··· Provided data ···

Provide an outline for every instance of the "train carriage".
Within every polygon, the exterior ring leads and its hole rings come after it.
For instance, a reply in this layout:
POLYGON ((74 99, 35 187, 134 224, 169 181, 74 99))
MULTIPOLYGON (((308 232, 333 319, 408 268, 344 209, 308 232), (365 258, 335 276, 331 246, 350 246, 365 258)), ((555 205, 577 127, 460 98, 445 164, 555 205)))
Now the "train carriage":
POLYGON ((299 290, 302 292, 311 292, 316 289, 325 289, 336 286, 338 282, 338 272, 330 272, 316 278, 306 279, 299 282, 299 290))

···

_Goal_
Can you quote the entries word for word, starting at their first line and stopping after the line that contains "POLYGON ((74 99, 35", with both of those lines included?

_Solution to the exercise_
Provide an outline for every instance of the "train carriage".
Within every polygon, the exterior ring leads and its hole rings come after it.
For instance, a reply in this layout:
POLYGON ((74 99, 35 187, 134 224, 169 181, 74 99))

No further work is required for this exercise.